Records for the exercise>
★ ★ ★ ★

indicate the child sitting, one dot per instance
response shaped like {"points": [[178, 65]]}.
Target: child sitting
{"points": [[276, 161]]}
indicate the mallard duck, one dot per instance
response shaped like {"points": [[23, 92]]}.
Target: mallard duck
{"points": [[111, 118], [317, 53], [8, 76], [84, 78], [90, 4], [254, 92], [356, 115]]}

★ ★ ★ ★

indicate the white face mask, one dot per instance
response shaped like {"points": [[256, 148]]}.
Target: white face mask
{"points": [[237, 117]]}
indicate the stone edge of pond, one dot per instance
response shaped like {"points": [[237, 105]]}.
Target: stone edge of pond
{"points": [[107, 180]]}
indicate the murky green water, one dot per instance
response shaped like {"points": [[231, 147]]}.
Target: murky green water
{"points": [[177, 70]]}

★ ★ ★ ★

Your assignment>
Wherever the string "response" appears in the data above, report the whole line.

Output of the task>
response shaped like {"points": [[178, 65]]}.
response shaped like {"points": [[23, 92]]}.
response shaped like {"points": [[256, 148]]}.
response shaped like {"points": [[237, 105]]}.
response shaped like {"points": [[231, 147]]}.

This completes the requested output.